## WHAT IS NEEDED
Reproduce nothing but the closing run of lines: the line with "of the water" and each line that follows it to the end of the data.

## Records of labeled points
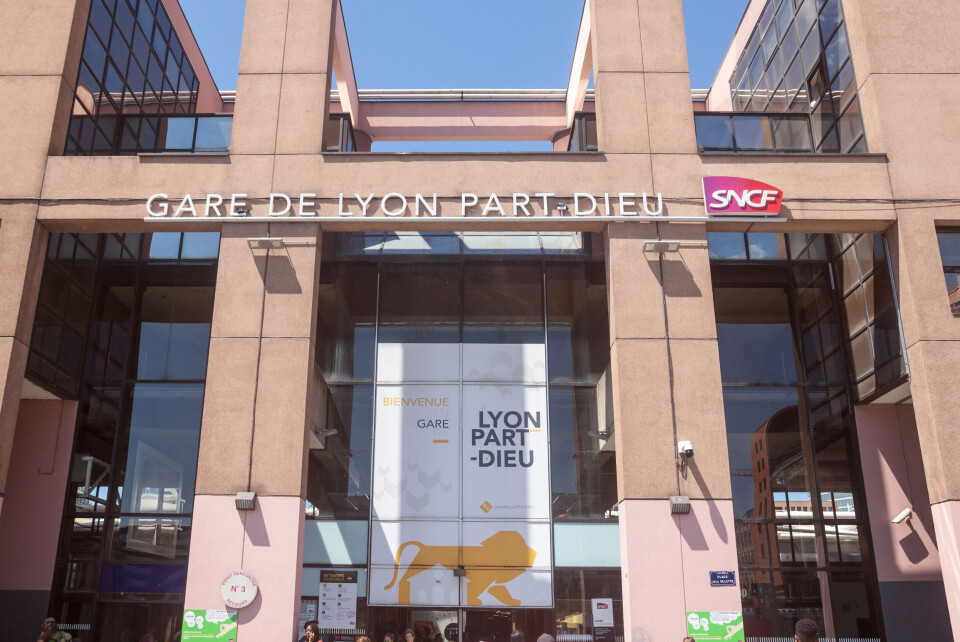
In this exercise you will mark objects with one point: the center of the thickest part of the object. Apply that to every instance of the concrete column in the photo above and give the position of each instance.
(257, 411)
(39, 49)
(40, 467)
(283, 87)
(667, 386)
(897, 58)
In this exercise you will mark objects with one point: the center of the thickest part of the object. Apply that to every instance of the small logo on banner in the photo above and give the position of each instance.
(724, 195)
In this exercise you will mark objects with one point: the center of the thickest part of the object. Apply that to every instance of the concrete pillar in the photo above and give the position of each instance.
(256, 416)
(39, 469)
(666, 373)
(283, 86)
(896, 59)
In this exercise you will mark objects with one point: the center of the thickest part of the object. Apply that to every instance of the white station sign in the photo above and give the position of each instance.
(238, 589)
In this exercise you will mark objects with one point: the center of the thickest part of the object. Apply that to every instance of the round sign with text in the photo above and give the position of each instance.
(238, 589)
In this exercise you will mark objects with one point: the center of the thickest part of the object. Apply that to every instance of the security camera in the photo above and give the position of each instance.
(904, 515)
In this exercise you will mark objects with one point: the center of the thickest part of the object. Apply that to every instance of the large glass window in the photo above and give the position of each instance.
(799, 515)
(378, 289)
(803, 66)
(132, 63)
(126, 530)
(949, 241)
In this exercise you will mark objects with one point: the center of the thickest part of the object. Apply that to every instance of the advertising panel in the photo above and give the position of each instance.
(216, 624)
(461, 490)
(505, 452)
(338, 600)
(416, 447)
(716, 625)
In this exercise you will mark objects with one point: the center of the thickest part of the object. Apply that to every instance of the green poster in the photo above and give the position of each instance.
(209, 625)
(715, 625)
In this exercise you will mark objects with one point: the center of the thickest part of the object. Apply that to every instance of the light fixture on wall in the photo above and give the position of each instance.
(661, 247)
(246, 501)
(265, 243)
(679, 505)
(904, 516)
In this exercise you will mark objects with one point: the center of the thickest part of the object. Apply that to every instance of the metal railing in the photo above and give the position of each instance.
(746, 132)
(165, 134)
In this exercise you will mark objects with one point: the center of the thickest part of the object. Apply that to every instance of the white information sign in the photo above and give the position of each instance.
(238, 589)
(338, 600)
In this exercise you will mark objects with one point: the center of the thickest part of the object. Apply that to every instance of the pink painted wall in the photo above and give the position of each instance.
(666, 562)
(719, 97)
(267, 542)
(36, 482)
(946, 519)
(908, 551)
(209, 101)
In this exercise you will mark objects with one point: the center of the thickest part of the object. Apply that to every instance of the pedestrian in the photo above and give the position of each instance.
(806, 631)
(50, 631)
(311, 632)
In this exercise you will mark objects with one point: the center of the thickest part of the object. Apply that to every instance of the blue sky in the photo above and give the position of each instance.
(433, 44)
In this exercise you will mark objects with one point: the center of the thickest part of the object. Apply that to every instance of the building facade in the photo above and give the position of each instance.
(690, 373)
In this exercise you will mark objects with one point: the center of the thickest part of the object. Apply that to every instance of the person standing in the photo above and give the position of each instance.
(50, 631)
(806, 631)
(311, 632)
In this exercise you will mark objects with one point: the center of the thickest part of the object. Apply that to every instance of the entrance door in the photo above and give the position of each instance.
(459, 625)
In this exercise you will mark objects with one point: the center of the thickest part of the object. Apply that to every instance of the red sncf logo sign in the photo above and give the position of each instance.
(725, 195)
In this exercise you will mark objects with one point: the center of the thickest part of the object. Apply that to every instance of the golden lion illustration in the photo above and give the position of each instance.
(500, 558)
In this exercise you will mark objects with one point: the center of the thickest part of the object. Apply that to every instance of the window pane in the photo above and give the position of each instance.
(346, 330)
(503, 303)
(714, 132)
(161, 445)
(583, 456)
(792, 134)
(174, 333)
(764, 448)
(754, 332)
(577, 322)
(752, 133)
(200, 245)
(150, 538)
(726, 245)
(406, 316)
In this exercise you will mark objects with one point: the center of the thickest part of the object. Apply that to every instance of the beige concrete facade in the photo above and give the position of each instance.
(260, 387)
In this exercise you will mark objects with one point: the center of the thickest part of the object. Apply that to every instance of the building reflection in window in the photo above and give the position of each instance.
(791, 441)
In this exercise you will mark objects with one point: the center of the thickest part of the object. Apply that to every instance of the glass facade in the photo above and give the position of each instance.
(801, 525)
(949, 241)
(133, 70)
(485, 289)
(798, 60)
(138, 370)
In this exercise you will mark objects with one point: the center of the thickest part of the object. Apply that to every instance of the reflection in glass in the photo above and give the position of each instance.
(754, 331)
(582, 454)
(577, 322)
(407, 316)
(338, 469)
(163, 438)
(503, 303)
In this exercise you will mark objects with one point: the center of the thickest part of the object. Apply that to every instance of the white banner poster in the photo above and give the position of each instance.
(416, 447)
(461, 477)
(505, 452)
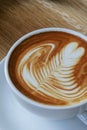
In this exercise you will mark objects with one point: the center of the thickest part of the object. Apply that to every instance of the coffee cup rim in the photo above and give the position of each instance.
(12, 86)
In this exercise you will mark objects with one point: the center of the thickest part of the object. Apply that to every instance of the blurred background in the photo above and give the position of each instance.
(18, 17)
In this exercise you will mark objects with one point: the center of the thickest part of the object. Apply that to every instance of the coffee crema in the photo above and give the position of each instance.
(51, 68)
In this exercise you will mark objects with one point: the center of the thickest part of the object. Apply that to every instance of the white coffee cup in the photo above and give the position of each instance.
(51, 112)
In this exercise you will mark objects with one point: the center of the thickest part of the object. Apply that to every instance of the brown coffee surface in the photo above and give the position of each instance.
(51, 68)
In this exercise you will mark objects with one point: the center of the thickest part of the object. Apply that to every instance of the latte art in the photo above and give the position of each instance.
(52, 73)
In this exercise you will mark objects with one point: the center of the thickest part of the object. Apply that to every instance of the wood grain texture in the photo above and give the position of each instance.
(18, 17)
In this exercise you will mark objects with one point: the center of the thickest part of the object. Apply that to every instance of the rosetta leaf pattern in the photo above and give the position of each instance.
(57, 75)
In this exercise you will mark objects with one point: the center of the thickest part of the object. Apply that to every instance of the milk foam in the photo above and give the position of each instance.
(53, 76)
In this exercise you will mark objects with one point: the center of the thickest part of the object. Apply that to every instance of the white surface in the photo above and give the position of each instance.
(14, 117)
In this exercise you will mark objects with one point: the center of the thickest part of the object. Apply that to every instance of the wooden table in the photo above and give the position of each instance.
(18, 17)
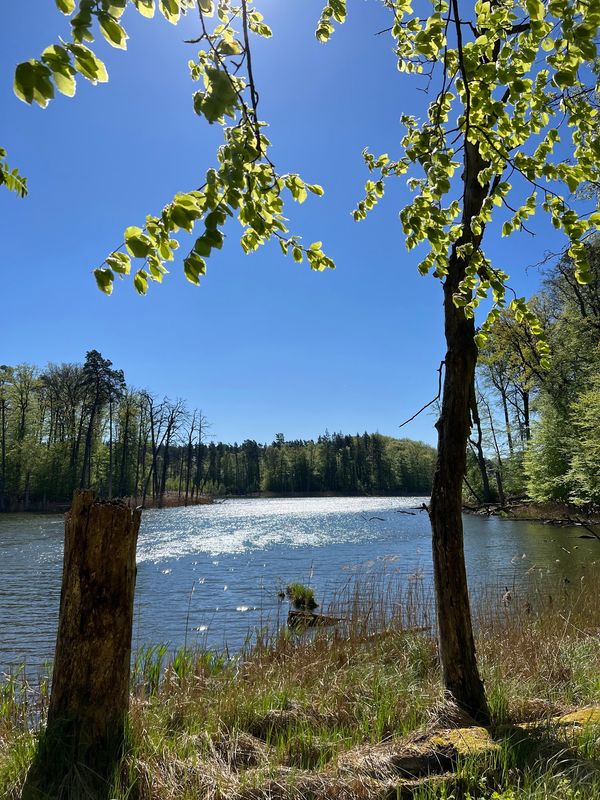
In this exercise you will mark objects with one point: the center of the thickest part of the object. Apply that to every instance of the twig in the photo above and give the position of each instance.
(431, 402)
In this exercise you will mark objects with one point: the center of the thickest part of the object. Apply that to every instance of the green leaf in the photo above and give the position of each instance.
(145, 8)
(193, 267)
(140, 281)
(88, 64)
(32, 83)
(137, 243)
(170, 10)
(66, 6)
(119, 262)
(113, 32)
(104, 279)
(57, 58)
(220, 99)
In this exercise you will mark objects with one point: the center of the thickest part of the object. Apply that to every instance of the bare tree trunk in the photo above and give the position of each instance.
(455, 631)
(90, 683)
(110, 453)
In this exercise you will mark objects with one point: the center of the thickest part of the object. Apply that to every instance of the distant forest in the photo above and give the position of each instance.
(80, 425)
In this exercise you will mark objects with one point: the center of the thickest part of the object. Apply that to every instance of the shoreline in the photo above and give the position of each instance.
(560, 514)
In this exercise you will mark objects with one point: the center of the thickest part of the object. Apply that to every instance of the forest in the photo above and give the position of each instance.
(72, 425)
(536, 429)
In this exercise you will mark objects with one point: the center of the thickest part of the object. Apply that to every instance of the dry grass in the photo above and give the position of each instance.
(286, 717)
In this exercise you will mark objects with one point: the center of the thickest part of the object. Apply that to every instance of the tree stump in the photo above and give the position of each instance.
(90, 683)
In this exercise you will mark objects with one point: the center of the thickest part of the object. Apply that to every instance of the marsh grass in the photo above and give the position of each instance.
(275, 719)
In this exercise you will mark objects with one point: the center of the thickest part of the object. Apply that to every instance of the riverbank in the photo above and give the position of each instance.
(357, 712)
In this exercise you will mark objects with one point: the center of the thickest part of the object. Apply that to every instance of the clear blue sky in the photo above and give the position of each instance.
(264, 345)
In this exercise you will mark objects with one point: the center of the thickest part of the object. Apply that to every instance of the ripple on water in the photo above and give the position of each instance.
(211, 574)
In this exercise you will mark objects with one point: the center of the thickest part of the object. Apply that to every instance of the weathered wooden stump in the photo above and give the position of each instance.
(90, 683)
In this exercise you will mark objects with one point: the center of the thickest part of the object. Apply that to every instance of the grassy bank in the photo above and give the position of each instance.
(333, 713)
(550, 513)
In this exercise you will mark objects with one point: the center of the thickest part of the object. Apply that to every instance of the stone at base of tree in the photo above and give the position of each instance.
(89, 701)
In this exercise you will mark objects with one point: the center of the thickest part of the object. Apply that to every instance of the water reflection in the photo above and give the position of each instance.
(211, 574)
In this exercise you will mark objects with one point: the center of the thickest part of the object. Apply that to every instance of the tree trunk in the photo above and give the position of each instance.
(456, 642)
(90, 683)
(110, 454)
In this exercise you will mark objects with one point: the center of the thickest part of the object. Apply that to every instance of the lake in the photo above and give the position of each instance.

## EXERCISE RESULT
In this exercise you will mark objects with one point: the center of the thickest part of the object. Apply that to every instance of the water reflection in the photo above and give the position of each instance.
(211, 574)
In this exercise you will mark objects with one point: the center of the thickest part of the object. Apply that to every instance of the tree trunk in the photo above and give the position of each instance.
(456, 642)
(90, 683)
(110, 454)
In this exercise you will mark objects with one point: the center of the thickest part of the object. Apply that to every instance of the lake in the photo above and give the position of each instance.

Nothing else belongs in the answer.